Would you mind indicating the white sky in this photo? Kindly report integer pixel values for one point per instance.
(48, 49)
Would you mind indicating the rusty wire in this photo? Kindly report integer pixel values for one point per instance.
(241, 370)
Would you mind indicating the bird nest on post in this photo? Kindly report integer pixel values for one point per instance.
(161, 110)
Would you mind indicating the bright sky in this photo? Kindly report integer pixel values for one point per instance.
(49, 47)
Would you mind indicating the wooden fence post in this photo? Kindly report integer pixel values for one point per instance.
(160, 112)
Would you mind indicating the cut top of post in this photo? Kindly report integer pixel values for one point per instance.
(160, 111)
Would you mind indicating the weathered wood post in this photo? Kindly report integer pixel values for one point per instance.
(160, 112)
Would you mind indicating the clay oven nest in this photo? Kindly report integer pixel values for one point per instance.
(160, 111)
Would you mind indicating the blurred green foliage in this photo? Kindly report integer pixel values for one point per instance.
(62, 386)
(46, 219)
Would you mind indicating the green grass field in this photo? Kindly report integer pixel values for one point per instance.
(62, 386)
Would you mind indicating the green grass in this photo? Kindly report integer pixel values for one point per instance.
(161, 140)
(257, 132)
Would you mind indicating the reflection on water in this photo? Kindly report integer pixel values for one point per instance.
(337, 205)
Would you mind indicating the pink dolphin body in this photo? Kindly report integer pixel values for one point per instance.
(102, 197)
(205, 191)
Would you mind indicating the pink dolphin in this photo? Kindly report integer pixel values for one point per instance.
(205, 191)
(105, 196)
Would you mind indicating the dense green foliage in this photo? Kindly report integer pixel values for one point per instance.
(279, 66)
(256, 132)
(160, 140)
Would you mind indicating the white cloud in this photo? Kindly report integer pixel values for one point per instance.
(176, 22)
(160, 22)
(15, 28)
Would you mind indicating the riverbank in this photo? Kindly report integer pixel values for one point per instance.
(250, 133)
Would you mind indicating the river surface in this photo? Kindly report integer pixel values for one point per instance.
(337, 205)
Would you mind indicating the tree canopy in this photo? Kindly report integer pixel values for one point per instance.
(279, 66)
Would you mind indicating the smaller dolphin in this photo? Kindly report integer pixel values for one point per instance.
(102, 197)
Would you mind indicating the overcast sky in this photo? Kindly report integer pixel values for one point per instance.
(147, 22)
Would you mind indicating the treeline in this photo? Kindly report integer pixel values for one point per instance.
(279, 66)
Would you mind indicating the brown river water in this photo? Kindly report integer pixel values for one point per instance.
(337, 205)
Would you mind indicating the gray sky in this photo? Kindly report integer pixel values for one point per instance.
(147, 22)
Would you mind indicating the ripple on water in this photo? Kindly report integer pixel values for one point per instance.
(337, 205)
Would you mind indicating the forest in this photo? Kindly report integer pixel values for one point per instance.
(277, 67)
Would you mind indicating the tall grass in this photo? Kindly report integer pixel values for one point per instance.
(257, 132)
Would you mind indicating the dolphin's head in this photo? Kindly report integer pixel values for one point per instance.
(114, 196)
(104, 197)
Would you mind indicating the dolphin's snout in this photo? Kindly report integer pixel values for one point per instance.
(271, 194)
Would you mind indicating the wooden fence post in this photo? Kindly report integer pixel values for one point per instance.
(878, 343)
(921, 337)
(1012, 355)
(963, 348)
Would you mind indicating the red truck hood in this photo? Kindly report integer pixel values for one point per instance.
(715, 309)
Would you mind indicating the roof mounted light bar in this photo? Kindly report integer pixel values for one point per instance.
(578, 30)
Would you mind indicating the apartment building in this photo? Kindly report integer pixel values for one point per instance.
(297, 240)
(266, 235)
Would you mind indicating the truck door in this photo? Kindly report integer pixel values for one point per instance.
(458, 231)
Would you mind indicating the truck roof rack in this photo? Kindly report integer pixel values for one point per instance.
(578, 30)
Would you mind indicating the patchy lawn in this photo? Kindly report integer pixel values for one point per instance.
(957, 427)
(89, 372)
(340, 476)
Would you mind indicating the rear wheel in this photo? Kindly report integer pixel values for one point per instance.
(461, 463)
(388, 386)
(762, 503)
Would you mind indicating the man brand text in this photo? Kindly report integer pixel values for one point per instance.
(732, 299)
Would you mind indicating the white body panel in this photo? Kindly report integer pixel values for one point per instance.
────────────────
Reproduce the entries from the line with "Would you mind indicating the rear" through the end of the entries, keeping every line, and offset each number in the coordinate answers by 134.

* **ANSWER TO THIS PROBLEM**
Would you mind indicating the rear wheel in this photo? Kindly report integer pixel values for one point per instance.
(595, 597)
(522, 520)
(896, 637)
Would you mind indicating the man brand text in this photo? Kindly report integer pixel values for one point per instance.
(866, 433)
Would you mind indicating the white body panel in this photo? Kindly report integer pixel values for one point per instance.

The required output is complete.